> _PROBLEM_:
Print the listing in full, with no character changed.

+ + + + + + +

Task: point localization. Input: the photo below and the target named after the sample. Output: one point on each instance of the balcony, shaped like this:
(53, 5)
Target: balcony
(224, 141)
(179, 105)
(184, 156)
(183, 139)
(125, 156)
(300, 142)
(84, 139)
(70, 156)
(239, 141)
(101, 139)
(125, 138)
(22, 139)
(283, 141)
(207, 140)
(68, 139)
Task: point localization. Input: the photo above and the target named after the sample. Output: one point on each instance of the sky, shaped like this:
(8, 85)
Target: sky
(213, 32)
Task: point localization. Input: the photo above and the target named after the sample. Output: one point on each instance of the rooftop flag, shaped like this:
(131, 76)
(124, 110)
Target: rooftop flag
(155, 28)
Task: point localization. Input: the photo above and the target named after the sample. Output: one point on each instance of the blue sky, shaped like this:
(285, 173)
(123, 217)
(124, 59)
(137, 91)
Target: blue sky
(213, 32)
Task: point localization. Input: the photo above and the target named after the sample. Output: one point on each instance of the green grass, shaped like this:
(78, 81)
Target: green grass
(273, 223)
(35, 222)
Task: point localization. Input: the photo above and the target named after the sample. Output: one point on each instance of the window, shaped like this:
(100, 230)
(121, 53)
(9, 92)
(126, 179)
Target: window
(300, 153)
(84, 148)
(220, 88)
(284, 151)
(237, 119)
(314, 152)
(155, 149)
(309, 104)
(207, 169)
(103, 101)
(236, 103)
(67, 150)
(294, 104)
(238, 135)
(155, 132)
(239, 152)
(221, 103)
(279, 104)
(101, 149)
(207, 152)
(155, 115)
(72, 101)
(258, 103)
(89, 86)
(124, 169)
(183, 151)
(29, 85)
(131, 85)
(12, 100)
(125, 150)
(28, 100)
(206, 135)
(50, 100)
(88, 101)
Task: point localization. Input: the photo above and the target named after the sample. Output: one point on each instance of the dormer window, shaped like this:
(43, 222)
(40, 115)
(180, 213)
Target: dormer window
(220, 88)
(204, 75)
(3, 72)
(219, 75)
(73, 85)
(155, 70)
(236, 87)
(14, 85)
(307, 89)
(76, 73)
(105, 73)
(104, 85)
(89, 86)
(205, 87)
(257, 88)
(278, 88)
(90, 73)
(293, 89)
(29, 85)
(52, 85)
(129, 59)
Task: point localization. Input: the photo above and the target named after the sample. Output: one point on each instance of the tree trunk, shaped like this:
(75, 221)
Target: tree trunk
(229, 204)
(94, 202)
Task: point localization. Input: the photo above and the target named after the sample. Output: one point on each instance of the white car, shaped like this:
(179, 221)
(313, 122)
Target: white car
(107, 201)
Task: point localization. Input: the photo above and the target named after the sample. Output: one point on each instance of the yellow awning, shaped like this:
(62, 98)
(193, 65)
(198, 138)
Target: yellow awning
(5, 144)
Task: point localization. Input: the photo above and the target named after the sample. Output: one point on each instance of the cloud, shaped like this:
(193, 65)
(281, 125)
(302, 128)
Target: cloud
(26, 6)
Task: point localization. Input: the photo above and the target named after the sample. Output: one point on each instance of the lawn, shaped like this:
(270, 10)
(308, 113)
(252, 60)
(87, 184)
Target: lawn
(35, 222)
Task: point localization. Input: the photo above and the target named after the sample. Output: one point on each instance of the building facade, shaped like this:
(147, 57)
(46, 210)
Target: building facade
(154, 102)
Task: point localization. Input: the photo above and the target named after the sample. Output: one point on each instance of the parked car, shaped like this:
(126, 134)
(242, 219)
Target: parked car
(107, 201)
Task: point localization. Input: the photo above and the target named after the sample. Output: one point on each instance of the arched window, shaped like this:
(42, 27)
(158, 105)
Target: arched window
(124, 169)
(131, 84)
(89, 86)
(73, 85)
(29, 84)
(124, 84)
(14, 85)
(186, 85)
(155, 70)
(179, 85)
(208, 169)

+ + + + + + +

> _COMPLETED EXERCISE_:
Task: point localization. Input: the photo below and the target named after the sample. Output: one point on each instance of the balcony, shaped like this:
(53, 5)
Target: balcony
(224, 141)
(179, 105)
(184, 156)
(183, 139)
(125, 156)
(300, 142)
(84, 139)
(70, 156)
(239, 141)
(101, 139)
(125, 138)
(22, 139)
(283, 141)
(207, 140)
(68, 139)
Task: point localization. Input: the photo above and the target named after the sample. Output: one point on each instance of the sky, shaped like this:
(8, 85)
Target: sky
(213, 32)
Task: point localization. Input: the photo above and the target named after the sample. Output: one point on each instance of the rooftop flag, shaped like this:
(131, 76)
(124, 110)
Target: rooftop flag
(155, 28)
Task: point localization. Input: the photo above and the target named after the sample. Output: one point on each instance of the blue sky, shaped like this:
(285, 173)
(123, 217)
(124, 59)
(137, 91)
Target: blue sky
(213, 32)
Task: point localization. Input: the photo above and the target named after the sample. Output: one point on each instance of the green grass, shaped like this:
(78, 81)
Target: green grass
(273, 223)
(35, 222)
Task: point localization. Input: the photo above and the target named after the sample. Output: one point on each instance of the window, shaped like this:
(100, 230)
(121, 53)
(9, 92)
(126, 179)
Target: window
(300, 153)
(84, 148)
(220, 88)
(284, 151)
(237, 119)
(314, 152)
(155, 149)
(309, 104)
(207, 169)
(103, 101)
(236, 103)
(67, 150)
(294, 104)
(238, 135)
(155, 132)
(239, 152)
(221, 103)
(279, 104)
(101, 149)
(207, 152)
(155, 115)
(72, 101)
(258, 103)
(89, 86)
(124, 169)
(183, 151)
(29, 85)
(131, 85)
(12, 100)
(125, 150)
(28, 100)
(206, 135)
(50, 100)
(88, 101)
Task: point localization. Input: the photo above and the target named after the sample. Output: one point on each instance of the dormer window, shaped like this:
(43, 222)
(40, 115)
(180, 213)
Target: dormer window
(220, 88)
(204, 75)
(3, 72)
(219, 75)
(73, 85)
(155, 70)
(236, 87)
(14, 85)
(307, 89)
(76, 73)
(105, 73)
(104, 85)
(89, 86)
(205, 87)
(257, 88)
(278, 88)
(90, 73)
(293, 89)
(29, 85)
(52, 85)
(129, 59)
Task: point localization. Input: the photo above and the target named after the sample. Output: one point on each instance of the tree trunk, shaped like this:
(75, 221)
Target: tree trunk
(229, 204)
(94, 202)
Task: point localization. Input: the photo above and the target named after the sample. Output: one point on each instance of the white car, shaped like this:
(179, 221)
(313, 122)
Target: white car
(107, 201)
Task: point localization. Input: the photo above and the target named after the sample. Output: one point on each instance of the yellow awning, shaped like this:
(62, 98)
(193, 65)
(198, 138)
Target: yellow awning
(5, 144)
Task: point localization. Input: the photo above and the target named after the sample. Output: one point on each instance of the cloud, shaped like this:
(193, 65)
(281, 125)
(302, 128)
Target: cloud
(26, 6)
Task: point localization. Input: the photo above and the target named after the sample. Output: one point on each instance of the lawn, shaped like this:
(270, 10)
(308, 113)
(252, 60)
(87, 184)
Target: lawn
(35, 222)
Task: point localization. Input: the photo above and the target named after the sample. Output: one point on each instance of the building facade, shaped like this:
(147, 57)
(46, 210)
Target: building facade
(154, 102)
Task: point localization. Input: the photo above and the target named after the sample. Output: one point on each instance of the parked car, shaped like this:
(126, 134)
(242, 219)
Target: parked car
(107, 201)
Task: point localization. Input: the photo above and the target named after the sample. Output: one point on each instance of the arched window, shaped like this:
(42, 27)
(158, 105)
Target: arched window
(124, 169)
(131, 84)
(89, 86)
(73, 85)
(29, 84)
(124, 84)
(14, 85)
(186, 85)
(155, 70)
(179, 85)
(208, 169)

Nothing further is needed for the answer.